* _Stated goal_:
Nothing may be dropped or altered: reproduce all the data.

* _Data for the task_:

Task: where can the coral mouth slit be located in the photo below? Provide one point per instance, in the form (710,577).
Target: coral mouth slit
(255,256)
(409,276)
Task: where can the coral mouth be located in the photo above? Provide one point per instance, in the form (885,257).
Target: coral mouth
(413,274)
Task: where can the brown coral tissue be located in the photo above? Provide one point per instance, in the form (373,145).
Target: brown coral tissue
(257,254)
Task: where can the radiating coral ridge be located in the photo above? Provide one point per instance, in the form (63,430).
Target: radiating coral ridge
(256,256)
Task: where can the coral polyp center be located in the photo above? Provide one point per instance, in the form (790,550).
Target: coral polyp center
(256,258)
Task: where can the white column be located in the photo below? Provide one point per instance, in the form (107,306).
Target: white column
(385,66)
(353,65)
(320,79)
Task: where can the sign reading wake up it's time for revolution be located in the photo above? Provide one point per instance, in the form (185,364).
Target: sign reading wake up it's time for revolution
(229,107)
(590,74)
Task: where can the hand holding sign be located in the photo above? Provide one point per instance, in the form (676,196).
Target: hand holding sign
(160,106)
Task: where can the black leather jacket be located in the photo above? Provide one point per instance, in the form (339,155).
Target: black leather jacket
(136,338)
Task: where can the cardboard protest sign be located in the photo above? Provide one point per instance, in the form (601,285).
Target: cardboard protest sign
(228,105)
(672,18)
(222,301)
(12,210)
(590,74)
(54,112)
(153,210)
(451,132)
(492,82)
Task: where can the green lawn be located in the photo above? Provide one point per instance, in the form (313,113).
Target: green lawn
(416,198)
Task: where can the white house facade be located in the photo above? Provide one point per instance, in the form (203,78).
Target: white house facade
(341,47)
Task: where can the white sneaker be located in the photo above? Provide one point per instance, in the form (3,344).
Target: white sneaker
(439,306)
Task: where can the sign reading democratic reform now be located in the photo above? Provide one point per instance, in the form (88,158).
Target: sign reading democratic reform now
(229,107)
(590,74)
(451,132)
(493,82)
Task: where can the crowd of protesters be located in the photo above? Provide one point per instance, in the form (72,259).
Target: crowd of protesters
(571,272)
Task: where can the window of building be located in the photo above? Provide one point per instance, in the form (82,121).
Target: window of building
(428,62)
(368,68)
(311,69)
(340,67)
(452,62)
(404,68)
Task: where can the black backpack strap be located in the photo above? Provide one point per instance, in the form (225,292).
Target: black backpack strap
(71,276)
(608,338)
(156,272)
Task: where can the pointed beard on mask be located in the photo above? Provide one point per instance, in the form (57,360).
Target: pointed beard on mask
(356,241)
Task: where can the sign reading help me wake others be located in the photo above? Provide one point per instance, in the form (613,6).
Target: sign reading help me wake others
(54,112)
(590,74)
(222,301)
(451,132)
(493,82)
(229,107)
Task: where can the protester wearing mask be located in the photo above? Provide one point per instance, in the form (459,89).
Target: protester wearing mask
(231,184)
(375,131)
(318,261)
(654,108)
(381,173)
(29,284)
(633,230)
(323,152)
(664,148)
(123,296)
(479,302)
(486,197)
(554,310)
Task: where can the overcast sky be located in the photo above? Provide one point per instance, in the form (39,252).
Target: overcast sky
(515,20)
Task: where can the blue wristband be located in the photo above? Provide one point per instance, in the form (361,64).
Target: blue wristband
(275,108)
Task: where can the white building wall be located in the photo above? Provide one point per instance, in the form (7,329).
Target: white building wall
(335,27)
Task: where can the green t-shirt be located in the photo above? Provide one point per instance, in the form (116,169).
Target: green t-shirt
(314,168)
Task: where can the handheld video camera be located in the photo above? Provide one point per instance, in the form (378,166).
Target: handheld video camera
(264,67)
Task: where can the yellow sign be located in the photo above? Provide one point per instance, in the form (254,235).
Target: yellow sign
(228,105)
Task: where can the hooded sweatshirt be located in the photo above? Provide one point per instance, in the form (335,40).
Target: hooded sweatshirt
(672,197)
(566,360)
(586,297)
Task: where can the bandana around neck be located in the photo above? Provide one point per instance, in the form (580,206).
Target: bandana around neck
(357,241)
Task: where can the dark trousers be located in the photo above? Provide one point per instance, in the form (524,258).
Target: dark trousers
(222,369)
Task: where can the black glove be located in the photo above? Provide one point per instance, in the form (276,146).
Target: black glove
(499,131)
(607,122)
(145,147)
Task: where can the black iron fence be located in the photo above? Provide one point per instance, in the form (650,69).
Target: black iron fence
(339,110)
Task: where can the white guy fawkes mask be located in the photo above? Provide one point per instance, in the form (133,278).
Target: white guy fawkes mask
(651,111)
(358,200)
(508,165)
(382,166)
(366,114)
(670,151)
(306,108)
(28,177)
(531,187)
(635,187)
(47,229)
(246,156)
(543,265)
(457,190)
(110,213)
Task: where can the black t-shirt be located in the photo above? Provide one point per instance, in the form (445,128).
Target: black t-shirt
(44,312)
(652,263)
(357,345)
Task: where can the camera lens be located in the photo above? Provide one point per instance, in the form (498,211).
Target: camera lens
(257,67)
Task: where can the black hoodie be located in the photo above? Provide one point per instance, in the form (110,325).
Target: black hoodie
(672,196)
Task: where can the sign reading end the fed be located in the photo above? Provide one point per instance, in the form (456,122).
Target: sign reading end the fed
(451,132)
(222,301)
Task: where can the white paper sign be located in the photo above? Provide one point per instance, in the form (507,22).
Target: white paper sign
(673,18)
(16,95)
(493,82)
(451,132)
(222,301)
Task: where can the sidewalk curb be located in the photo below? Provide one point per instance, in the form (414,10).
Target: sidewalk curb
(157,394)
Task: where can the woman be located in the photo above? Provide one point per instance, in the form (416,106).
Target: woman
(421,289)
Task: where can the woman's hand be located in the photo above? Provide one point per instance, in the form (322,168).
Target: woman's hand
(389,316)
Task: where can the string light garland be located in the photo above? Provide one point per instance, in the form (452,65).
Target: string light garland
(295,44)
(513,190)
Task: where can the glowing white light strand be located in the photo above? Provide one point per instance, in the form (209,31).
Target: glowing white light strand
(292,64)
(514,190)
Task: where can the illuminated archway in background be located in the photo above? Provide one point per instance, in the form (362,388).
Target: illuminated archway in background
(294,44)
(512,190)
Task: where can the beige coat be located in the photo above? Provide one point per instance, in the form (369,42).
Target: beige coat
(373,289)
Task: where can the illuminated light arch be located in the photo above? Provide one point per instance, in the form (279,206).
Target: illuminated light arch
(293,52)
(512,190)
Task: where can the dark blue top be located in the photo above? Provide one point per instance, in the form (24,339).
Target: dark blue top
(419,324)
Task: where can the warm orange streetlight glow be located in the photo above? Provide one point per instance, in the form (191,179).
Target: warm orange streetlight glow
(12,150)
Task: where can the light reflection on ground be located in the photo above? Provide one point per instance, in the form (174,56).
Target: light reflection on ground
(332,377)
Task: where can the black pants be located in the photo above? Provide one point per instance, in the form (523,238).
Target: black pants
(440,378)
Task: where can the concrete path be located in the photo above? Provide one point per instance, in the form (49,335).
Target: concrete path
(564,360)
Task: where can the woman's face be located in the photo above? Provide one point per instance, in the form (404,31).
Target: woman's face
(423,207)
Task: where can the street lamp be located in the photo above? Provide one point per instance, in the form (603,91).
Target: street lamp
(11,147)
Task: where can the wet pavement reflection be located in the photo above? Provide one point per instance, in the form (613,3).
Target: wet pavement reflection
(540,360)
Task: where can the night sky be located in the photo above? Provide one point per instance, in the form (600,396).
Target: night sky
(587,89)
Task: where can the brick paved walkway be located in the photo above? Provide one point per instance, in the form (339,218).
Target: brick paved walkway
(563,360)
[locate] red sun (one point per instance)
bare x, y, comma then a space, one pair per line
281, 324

* _Response to this task_:
Task: where can the coral mouth slit be located in the photo below? Provide one point per instance, in the form (710,577).
Target: coral mouth slit
(255,256)
(409,276)
Task: where can the coral mouth be located in the photo above? Provide one point per instance, in the form (885,257).
Target: coral mouth
(413,274)
Task: where can the brown coral tissue be located in the photo above? Provide one point per instance, in the form (373,145).
Target: brown coral tissue
(257,254)
Task: where can the radiating coral ridge be located in the photo above? Provide one point per instance, in the form (63,430).
Target: radiating coral ridge
(256,256)
Task: where can the coral polyp center be located in the photo above? Provide one point per instance, in the form (790,550).
Target: coral polyp center
(256,258)
Task: where can the white column be located in the photo below? Provide one point per instance, in the form (107,306).
Target: white column
(385,66)
(353,65)
(320,79)
Task: where can the sign reading wake up it's time for revolution be located in the photo above? Provide one point per instance, in the form (185,364).
Target: sign reading wake up it's time for revolution
(229,107)
(590,74)
Task: where can the hand holding sign be located in the photo above? Provide one point per instance, in the form (676,196).
Target: hand holding sign
(160,106)
Task: where can the black leather jacket be located in the photo above? Provide one point per instance, in the form (339,155).
Target: black leather jacket
(136,338)
Task: where can the cardboard protest sign be located in the photo above? Provide one point per instance, in the form (601,285).
Target: cardboard protest sign
(228,105)
(672,18)
(222,301)
(12,210)
(590,74)
(54,112)
(153,210)
(451,132)
(492,82)
Task: where can the green lawn be located in the photo above? Provide one point per instance, in the form (313,113).
Target: green lawn
(416,198)
Task: where can the white house facade be located in the photo above? Provide one point per instance, in the form (203,78).
Target: white house facade
(341,47)
Task: where can the white sneaker be located in the photo above? Provide one point per instance, in the form (3,344).
Target: white sneaker
(439,306)
Task: where can the sign reading democratic reform now be located in the photo above? Provide one point per instance, in the form (88,158).
Target: sign reading democratic reform now
(229,107)
(590,74)
(451,132)
(493,82)
Task: where can the crowd of protesters be located in the photo above? Provide one point per instance, in the form (72,259).
Target: crowd of protesters
(571,272)
Task: where can the window of building be located in the photo above? Provide one point per instance, in the form (82,121).
Target: window of building
(428,62)
(368,68)
(311,69)
(340,67)
(452,62)
(404,68)
Task: where can the black backpack strap be located in the photo above? Provide one point per instance, in the form (225,292).
Target: black backpack strap
(71,276)
(608,338)
(156,272)
Task: where can the pointed beard on mask be located in the photo above? Provide one point per instance, in the form (57,360).
Target: pointed beard on mask
(356,241)
Task: where can the sign reading help me wake others be located in the photo above? Provide one point per instance, in the form (613,6).
Target: sign reading help me wake others
(54,112)
(590,74)
(222,301)
(451,132)
(493,82)
(229,107)
Task: where can the protester wearing mask be located in the photo above? Provide one point per instance, in the form (459,89).
Target: protester wearing mask
(231,184)
(375,131)
(318,261)
(654,108)
(381,173)
(29,284)
(633,230)
(323,152)
(664,148)
(123,296)
(479,302)
(486,197)
(554,310)
Task: where can the overcast sky be located in the photo above? Provide one point per instance, in the form (39,252).
Target: overcast sky
(515,20)
Task: where can the blue wristband be located in the photo above? Provide one point per instance, in the form (361,64).
Target: blue wristband
(275,108)
Task: where can the white building wall be located in the photo above? Provide one point per instance, in the form (7,329).
Target: white building wall
(335,27)
Task: where can the green t-shirt be located in the photo above? Provide one point per instance, in the form (116,169).
Target: green t-shirt
(314,168)
Task: where can the handheld video camera be located in the photo above? Provide one point per instance, in the form (378,166).
Target: handheld video camera
(264,67)
Task: where can the yellow sign be located in the photo above? Provide one point per instance, in the form (254,235).
Target: yellow sign
(228,105)
Task: where can the hooded sweatshirt be located in the photo above? Provide one point per instance, in the form (335,40).
Target: hooded sweatshirt
(672,197)
(566,360)
(586,297)
Task: where can the bandana around neck be located in the photo above? Provide one point per instance, in the form (580,206).
Target: bandana around neck
(357,241)
Task: where can the dark trousers be located in the photo above? Provide one point per instance, in the form (524,258).
Target: dark trousers
(222,369)
Task: where can the black glove be located in the photo above? Provide one point per instance, in the form (276,146).
Target: black glove
(499,131)
(607,122)
(145,147)
Task: where can the black iron fence be located in the photo above? Provide one point per instance, in the form (650,69).
Target: black iron fence
(339,110)
Task: where can the white guy fawkes mask be located in the photo above? Provide one point per instance, in the form (133,278).
Target: white guy fawkes mask
(651,111)
(358,200)
(508,165)
(382,166)
(366,114)
(670,151)
(306,108)
(28,177)
(531,187)
(635,187)
(47,229)
(246,156)
(543,265)
(457,190)
(110,213)
Task: where can the black t-shirt be located in the photo above? Provide one point per instance, in the form (445,128).
Target: black t-shirt
(44,312)
(652,263)
(357,345)
Task: where can the camera lens be located in the photo above? Provide one point per instance, in the form (498,211).
Target: camera lens
(257,67)
Task: where can the black hoodie be located in the photo above? Provide one point per instance, in the form (110,325).
Target: black hoodie
(672,196)
Task: where can the sign reading end the fed be located in the photo above? Provide one point per instance, in the form (456,122).
Target: sign reading end the fed
(451,132)
(222,301)
Task: where can the white paper sign be located in the photo above? Provide one point per instance, in the form (507,22).
Target: white paper sign
(673,18)
(16,95)
(493,82)
(451,132)
(222,301)
Task: where can the sidewalk curb be located in the photo below? Provide one point per instance, in the form (414,10).
Target: sidewalk curb
(157,394)
Task: where can the woman be located in the photo above? Provide one point per instance, in the form (416,106).
Target: woman
(421,289)
Task: where can the woman's hand be located in the photo above? Provide one point per instance, in the form (322,168).
Target: woman's hand
(389,316)
Task: where can the string light garland be located in the photo above? Provide one point per instance, in the form (452,65).
Target: string light garland
(295,44)
(513,190)
Task: where can the glowing white light strand be located in the photo above? Provide one point per instance, in the form (209,31).
Target: glowing white light strand
(292,64)
(514,190)
Task: where can the illuminated archway in background be located in the photo above? Provide one point per instance, in the form (362,388).
Target: illuminated archway in background
(294,44)
(512,190)
Task: where can the beige coat be located in the photo above? Provide one point per instance, in the form (369,42).
Target: beige coat
(373,289)
Task: where can the illuminated light arch be located in the photo above? Provide one point per instance, in the form (279,206).
Target: illuminated light arch
(293,52)
(512,190)
Task: where can the dark blue top be located in the photo above? Provide one point per instance, in the form (24,339).
Target: dark blue top
(419,324)
Task: where can the warm orange streetlight glow be located in the photo above? Provide one point per instance, in the form (191,179).
Target: warm orange streetlight glow
(12,150)
Task: where can the light reflection on ground be located in the photo above? Provide one point per instance, in the form (174,56).
Target: light reflection on ground
(332,377)
Task: where can the black pants be located in the photo above? Provide one point per instance, in the form (523,238).
Target: black pants
(440,378)
Task: where can the concrete path be located in the photo above? Provide one point per instance, in the form (49,335).
Target: concrete path
(564,360)
Task: where can the woman's face be located in the photo above? Provide one point per instance, in the form (404,31).
Target: woman's face
(423,207)
Task: where can the street lamp be located in the photo above? Provide one point per instance, in the form (603,91).
Target: street lamp
(11,147)
Task: where can the wet pavement reflection be located in the photo above? Provide one point per instance, in the form (613,3).
Target: wet pavement reflection
(540,360)
Task: where can the night sky be located in the photo above? Provide one point per instance, in the form (600,396).
Target: night sky
(587,89)
Task: where can the brick paved walkway be located in the photo above? Provide one point per instance, in the form (339,218).
Target: brick paved walkway
(563,360)
[locate] red sun (one point per instance)
bare x, y, comma then a space, one pair per line
281, 324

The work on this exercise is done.